[Natural-language object grounding data]

----------------------------------------

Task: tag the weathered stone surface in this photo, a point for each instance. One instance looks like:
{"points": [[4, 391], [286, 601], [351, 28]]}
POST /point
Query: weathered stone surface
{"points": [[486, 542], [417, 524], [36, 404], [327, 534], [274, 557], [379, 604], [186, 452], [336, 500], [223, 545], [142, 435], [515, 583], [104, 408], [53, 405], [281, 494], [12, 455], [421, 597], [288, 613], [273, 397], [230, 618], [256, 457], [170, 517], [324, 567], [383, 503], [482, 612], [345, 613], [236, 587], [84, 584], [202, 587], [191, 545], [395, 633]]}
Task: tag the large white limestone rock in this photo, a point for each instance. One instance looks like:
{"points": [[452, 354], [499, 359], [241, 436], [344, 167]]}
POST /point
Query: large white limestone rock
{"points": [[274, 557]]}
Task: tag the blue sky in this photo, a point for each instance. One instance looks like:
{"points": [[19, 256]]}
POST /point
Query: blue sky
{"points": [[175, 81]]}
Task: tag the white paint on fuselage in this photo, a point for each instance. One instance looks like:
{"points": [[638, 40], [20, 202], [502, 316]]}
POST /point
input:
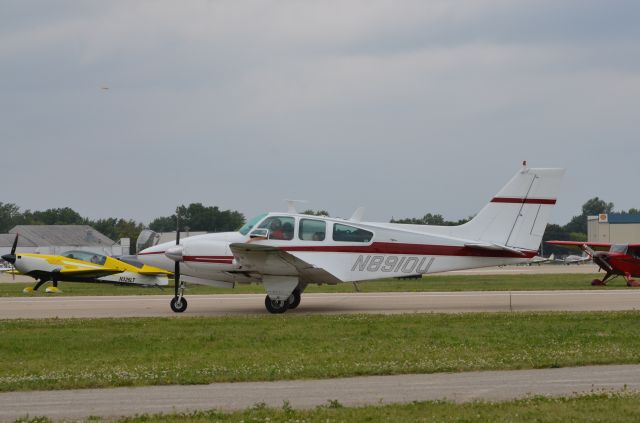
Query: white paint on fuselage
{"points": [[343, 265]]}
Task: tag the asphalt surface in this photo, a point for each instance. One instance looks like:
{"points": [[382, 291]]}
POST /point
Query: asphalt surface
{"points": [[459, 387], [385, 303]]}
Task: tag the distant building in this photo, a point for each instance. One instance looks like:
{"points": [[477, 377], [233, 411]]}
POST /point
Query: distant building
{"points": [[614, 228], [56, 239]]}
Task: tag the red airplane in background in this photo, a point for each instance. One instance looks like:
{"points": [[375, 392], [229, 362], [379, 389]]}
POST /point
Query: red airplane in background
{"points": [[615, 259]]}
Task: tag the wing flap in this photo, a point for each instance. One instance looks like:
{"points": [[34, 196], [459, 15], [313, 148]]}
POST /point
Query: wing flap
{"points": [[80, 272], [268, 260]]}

----------------------------------------

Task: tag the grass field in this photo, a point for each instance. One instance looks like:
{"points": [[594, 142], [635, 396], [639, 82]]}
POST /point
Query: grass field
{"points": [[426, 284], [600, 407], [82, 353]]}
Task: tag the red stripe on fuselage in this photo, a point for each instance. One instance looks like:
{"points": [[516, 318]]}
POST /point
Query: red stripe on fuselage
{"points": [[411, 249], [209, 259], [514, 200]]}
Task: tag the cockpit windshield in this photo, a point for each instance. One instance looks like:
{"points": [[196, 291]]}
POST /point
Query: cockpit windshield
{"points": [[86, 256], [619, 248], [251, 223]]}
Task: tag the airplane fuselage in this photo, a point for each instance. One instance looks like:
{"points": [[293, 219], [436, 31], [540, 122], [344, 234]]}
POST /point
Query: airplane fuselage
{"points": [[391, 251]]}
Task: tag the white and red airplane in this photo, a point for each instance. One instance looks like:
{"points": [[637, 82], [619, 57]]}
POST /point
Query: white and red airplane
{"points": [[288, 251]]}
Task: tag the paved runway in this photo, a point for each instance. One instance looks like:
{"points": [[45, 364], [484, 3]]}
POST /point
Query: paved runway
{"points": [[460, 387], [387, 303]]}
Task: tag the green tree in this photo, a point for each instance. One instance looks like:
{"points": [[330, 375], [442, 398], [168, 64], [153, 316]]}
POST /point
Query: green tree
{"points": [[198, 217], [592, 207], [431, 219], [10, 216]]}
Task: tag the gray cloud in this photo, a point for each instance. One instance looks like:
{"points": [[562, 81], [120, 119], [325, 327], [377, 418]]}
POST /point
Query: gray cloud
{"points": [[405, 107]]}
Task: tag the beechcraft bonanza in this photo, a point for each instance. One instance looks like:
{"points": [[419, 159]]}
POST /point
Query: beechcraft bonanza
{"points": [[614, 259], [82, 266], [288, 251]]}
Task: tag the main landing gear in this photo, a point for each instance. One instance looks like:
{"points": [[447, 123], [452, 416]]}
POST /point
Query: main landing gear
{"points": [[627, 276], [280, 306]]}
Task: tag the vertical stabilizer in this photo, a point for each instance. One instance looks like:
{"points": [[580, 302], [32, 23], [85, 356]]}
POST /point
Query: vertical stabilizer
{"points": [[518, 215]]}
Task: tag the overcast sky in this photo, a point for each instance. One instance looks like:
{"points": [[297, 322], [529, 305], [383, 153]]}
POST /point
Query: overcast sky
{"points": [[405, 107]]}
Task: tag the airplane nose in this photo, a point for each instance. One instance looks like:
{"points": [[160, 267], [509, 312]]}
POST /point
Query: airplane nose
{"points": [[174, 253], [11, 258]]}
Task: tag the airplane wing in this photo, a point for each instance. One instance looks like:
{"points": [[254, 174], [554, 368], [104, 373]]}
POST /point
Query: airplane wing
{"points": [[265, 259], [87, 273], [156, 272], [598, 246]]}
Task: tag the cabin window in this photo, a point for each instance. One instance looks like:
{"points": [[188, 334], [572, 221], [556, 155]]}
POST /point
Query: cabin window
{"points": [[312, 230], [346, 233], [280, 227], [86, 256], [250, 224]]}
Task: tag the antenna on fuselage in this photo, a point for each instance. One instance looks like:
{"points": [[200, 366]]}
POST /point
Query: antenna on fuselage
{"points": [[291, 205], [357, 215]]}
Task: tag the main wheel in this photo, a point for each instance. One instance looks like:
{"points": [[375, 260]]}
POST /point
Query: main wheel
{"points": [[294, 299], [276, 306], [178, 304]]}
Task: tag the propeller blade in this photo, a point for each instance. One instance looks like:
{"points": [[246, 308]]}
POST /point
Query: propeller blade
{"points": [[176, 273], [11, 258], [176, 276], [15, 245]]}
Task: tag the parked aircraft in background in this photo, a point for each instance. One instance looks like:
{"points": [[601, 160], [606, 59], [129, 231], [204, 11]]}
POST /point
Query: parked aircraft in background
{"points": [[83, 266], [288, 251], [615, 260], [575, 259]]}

----------------------------------------

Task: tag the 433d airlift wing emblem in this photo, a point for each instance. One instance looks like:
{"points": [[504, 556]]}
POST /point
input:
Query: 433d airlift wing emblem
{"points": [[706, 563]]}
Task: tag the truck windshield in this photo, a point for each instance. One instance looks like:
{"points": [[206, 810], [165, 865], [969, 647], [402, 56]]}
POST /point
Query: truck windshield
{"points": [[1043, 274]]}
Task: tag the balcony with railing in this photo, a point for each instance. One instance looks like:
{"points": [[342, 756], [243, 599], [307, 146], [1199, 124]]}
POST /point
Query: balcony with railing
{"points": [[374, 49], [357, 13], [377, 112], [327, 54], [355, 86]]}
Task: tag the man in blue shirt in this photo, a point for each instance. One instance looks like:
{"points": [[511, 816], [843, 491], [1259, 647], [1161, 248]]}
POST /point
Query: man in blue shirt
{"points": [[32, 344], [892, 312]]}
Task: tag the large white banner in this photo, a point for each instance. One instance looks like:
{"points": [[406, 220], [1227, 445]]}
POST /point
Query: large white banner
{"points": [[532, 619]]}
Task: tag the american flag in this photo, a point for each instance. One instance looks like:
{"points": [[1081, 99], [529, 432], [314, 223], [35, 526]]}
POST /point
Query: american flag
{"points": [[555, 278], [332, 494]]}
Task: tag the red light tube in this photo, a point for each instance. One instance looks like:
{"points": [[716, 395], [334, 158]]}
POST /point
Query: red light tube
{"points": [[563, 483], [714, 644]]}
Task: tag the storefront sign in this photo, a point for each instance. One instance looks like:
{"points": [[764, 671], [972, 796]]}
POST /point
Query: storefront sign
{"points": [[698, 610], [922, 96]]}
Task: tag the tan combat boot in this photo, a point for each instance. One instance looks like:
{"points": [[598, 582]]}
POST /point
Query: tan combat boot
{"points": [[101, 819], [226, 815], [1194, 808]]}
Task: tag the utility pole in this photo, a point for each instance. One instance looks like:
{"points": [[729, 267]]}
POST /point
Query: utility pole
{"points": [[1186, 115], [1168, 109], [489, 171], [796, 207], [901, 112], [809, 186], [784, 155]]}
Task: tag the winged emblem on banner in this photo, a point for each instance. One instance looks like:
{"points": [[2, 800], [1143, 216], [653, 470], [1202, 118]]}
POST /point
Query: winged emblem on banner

----------------------------------------

(Exercise prompt): Look over the entries for "winged", then copy every line that includes that string.

(Task answer):
Task: tag the winged emblem on banner in this photo, a point for each instance. One instance looks like:
Query: winged emblem on banner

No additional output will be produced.